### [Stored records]
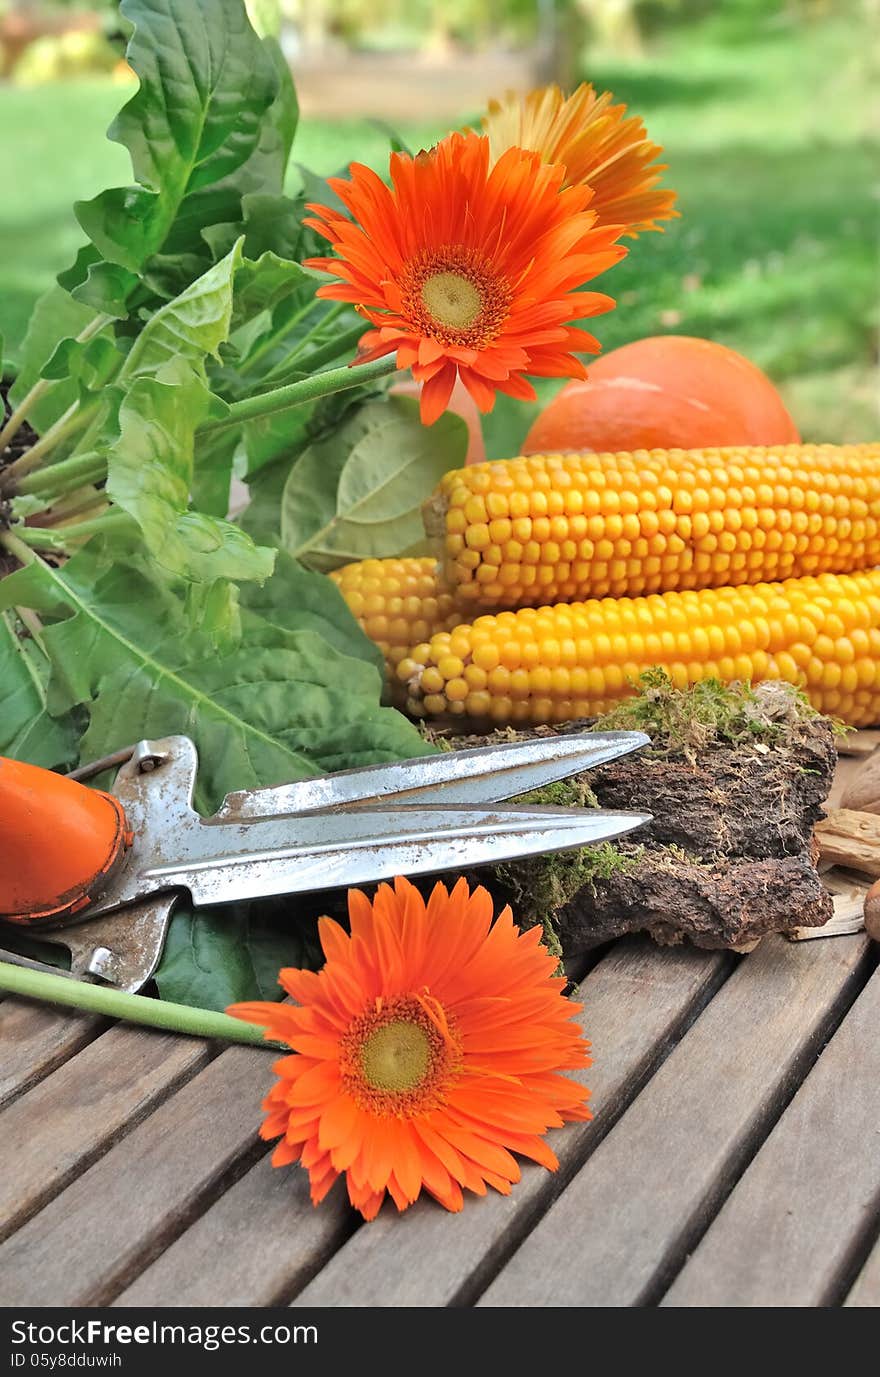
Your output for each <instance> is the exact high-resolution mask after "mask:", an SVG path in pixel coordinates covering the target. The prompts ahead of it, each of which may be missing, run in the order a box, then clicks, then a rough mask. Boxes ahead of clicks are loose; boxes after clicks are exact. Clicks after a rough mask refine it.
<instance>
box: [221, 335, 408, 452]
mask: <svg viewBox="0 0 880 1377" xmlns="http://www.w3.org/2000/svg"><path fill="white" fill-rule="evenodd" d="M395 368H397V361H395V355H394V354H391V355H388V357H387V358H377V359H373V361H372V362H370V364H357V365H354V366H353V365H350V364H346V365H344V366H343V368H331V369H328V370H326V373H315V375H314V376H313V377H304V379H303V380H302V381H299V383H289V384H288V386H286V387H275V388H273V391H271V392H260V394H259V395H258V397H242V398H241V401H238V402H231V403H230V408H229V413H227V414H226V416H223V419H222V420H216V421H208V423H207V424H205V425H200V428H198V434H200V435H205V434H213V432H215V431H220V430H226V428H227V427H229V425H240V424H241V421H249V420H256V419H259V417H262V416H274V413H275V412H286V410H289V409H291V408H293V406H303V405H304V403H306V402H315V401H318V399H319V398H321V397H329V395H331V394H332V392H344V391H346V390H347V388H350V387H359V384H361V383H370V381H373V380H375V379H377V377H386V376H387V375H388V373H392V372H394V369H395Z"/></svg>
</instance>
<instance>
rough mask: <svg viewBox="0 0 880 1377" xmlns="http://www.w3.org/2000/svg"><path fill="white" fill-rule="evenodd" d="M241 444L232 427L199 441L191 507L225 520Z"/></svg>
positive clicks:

### [YOUR GOAL]
Apart from the pictures, set down all the entries above exactly.

### [COMPLETED EXERCISE]
Your output for each <instance> is the exact high-resolution mask after "mask:", an SVG path in pixel coordinates covering the target. The prompts ahead of it, each of which may be missing, run in the order a box, then clicks, then a rough mask. Boxes ahead of clicks are loose; boxes after clicks are exact. Clicks after a rough mask refine it.
<instance>
box: [221, 335, 408, 452]
mask: <svg viewBox="0 0 880 1377" xmlns="http://www.w3.org/2000/svg"><path fill="white" fill-rule="evenodd" d="M395 368H397V361H395V355H394V354H391V355H388V357H387V358H377V359H373V361H372V362H370V364H357V365H354V366H353V365H350V364H346V365H344V366H343V368H331V369H328V370H326V373H315V375H314V376H313V377H304V379H303V380H302V381H299V383H289V384H288V386H286V387H275V388H273V391H271V392H260V394H259V395H258V397H242V398H241V401H238V402H231V403H230V408H229V413H227V414H226V416H223V419H222V420H216V421H208V423H207V424H205V425H200V428H198V434H200V435H205V434H213V432H215V431H220V430H226V428H227V427H229V425H240V424H241V421H249V420H256V419H259V417H262V416H274V413H275V412H286V410H289V409H291V408H293V406H303V405H304V403H306V402H315V401H318V399H319V398H321V397H329V395H331V394H332V392H344V391H346V390H347V388H350V387H359V384H361V383H370V381H373V380H375V379H377V377H386V376H387V375H388V373H392V372H394V369H395Z"/></svg>
</instance>
<instance>
rough mask: <svg viewBox="0 0 880 1377" xmlns="http://www.w3.org/2000/svg"><path fill="white" fill-rule="evenodd" d="M241 444L232 427L199 441L191 507L225 520Z"/></svg>
positive clicks:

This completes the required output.